• [Reading text]:
________________________________________

[infinispan-dev] CacheLoaders, Distribution mode and Interceptors

Mon Mar 18 11:52:12 EDT 2013

> there should
> be no need to use a ClusterCacheLoader,

I agree. This looked consistent w/ what I saw a couple weeks ago in a
different thread.  Use of ClusterCacheLoader didn't make sense to me
either...

On Mar 18, 2013, at 5:55, Sanne Grinovero <sanne at infinispan.org> wrote:

> I'm glad you're finding a workaround for the disk IO but there should
> be no need to use a ClusterCacheLoader,
> the intention of that would be to be able to chain multiple grids;
> this is a critical problem IMHO.

________________________________________

• [Task details]: Rewrite the part of the Infinispan post starting at "On Mar 18, 2013, at" and ending at "critical problem IMHO.", putting "serious problem" in place of "critical problem". The items after this point are separate material, unrelated to the Infinispan post above.

________________________________________

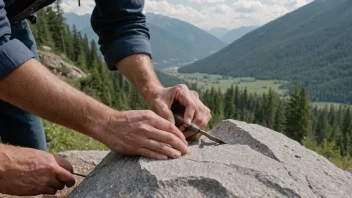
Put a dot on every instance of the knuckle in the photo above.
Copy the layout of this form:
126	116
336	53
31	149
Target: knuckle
161	146
148	115
195	94
171	127
142	128
51	168
170	138
181	87
198	120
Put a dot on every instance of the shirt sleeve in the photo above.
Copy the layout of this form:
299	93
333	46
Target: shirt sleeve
121	27
13	53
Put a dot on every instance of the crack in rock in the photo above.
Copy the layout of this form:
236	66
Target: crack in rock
233	134
257	175
207	187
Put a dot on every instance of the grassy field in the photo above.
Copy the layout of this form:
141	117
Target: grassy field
205	81
322	105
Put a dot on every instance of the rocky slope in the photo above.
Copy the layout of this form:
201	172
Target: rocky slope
257	162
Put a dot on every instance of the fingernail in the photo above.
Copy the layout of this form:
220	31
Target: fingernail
171	120
177	154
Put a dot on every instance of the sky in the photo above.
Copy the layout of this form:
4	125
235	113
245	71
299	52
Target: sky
208	14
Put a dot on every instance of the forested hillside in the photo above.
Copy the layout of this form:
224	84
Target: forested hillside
174	42
327	131
108	87
237	33
311	45
218	32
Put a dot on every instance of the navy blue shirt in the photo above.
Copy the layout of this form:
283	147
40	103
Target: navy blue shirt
120	25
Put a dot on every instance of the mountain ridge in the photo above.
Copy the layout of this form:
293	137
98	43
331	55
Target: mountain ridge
295	47
173	42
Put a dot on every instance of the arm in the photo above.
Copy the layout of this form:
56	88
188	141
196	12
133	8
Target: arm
25	83
33	88
35	173
124	40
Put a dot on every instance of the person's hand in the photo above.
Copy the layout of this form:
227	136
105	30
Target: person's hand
28	172
160	100
143	133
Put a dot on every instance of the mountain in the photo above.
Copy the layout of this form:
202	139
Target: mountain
237	33
80	21
311	45
173	42
218	32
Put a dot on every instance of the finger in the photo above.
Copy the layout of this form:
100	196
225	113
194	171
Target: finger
50	191
164	138
185	98
151	154
162	124
164	111
63	163
57	185
65	177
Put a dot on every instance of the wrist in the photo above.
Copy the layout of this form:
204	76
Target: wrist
150	88
96	120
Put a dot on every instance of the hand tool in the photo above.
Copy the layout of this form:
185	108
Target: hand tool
194	128
178	111
79	175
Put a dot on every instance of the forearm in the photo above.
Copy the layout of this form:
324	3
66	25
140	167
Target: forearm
139	70
33	88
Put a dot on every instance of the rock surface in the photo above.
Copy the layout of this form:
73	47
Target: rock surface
83	162
257	162
59	66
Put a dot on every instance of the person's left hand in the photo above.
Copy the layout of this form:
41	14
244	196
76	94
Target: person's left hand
160	100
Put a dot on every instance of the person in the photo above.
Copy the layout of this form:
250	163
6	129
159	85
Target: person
27	86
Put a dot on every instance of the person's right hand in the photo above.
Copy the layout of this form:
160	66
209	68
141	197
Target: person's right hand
143	133
28	172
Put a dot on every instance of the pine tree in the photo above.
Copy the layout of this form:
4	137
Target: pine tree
346	134
56	24
297	115
323	128
269	108
279	123
76	39
237	102
304	121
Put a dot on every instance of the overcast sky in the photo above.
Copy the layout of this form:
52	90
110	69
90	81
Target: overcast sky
209	13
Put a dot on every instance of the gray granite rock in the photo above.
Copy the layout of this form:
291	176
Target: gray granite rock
257	162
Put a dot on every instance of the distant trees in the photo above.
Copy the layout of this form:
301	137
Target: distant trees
328	131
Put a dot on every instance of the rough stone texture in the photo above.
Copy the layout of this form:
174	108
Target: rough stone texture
258	162
59	66
82	161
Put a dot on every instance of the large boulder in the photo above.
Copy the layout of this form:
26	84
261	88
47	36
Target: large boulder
59	66
257	162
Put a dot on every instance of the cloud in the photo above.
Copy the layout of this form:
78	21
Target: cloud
72	6
209	13
208	1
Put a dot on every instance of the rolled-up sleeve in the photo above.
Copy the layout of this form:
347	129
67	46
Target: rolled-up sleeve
13	53
121	27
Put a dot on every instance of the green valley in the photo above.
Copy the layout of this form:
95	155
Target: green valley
310	45
207	81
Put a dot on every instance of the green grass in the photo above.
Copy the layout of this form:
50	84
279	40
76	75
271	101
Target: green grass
206	81
322	105
62	139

________________________________________

• [Final answer]:
On Mar 18, 2013, at 5:55, Sanne Grinovero <sanne at infinispan.org> wrote:

> I'm glad you're finding a workaround for the disk IO but there should
> be no need to use a ClusterCacheLoader,
> the intention of that would be to be able to chain multiple grids;
> this is a serious problem IMHO.